● What the task requires:
Search the records for "leaf" and copy each line that holds it.

● Natural-language object grounding data:
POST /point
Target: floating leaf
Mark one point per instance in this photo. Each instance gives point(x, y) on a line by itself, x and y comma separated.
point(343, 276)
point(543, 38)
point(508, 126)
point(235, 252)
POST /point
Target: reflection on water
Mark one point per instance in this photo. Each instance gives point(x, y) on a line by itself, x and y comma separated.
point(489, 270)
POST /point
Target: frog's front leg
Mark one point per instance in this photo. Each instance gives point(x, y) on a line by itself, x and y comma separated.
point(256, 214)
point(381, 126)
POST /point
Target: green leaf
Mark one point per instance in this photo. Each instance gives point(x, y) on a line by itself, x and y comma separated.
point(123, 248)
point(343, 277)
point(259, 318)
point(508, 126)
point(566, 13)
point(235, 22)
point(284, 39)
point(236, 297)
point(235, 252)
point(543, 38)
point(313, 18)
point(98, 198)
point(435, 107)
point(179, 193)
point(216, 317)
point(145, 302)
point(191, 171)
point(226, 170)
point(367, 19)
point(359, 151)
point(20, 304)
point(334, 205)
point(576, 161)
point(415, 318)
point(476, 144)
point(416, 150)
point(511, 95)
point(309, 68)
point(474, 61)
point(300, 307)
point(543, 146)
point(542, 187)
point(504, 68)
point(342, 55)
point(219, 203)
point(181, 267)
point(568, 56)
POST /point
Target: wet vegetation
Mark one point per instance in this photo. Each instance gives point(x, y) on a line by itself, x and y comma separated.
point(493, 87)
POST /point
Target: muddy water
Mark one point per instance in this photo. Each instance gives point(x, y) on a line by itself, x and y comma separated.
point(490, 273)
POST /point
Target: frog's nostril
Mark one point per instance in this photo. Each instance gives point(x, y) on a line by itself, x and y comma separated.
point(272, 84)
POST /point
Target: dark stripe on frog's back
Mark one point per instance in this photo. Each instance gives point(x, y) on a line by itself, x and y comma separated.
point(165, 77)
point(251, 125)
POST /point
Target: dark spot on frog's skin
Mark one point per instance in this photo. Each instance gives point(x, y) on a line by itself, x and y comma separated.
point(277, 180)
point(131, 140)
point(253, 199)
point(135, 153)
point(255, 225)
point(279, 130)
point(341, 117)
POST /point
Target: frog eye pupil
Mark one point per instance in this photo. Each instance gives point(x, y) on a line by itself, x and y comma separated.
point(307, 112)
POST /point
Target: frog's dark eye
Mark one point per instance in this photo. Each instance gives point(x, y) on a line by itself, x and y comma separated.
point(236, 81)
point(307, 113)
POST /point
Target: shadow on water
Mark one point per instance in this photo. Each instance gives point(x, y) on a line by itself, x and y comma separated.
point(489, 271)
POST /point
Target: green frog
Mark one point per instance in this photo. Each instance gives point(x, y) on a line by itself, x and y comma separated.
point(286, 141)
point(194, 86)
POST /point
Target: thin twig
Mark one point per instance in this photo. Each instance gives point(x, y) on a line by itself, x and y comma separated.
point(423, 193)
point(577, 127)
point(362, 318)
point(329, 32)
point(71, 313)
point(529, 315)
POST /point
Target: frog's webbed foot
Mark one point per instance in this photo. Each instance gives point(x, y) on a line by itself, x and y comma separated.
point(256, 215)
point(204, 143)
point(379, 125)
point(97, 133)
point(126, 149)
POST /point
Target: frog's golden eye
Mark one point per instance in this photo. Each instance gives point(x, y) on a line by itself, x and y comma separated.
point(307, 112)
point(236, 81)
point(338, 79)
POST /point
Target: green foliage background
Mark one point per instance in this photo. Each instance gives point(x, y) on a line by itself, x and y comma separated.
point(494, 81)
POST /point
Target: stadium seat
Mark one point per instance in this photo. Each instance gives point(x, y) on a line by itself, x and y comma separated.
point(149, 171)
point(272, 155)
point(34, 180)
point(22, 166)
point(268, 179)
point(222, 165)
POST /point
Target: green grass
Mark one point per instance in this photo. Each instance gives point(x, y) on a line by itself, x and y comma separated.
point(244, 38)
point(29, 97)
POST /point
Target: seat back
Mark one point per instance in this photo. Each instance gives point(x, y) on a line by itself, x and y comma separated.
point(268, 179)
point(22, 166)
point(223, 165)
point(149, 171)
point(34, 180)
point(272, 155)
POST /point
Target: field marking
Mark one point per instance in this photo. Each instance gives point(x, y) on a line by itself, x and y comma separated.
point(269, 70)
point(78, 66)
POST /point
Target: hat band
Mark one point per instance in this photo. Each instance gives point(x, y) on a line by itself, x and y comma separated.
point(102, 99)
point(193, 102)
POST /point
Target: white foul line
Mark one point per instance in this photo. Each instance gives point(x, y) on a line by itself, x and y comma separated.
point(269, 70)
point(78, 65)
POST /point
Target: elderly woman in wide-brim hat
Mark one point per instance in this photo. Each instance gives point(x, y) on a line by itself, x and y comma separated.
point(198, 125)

● Solution to this problem:
Target: floating leaf
Target: green leaf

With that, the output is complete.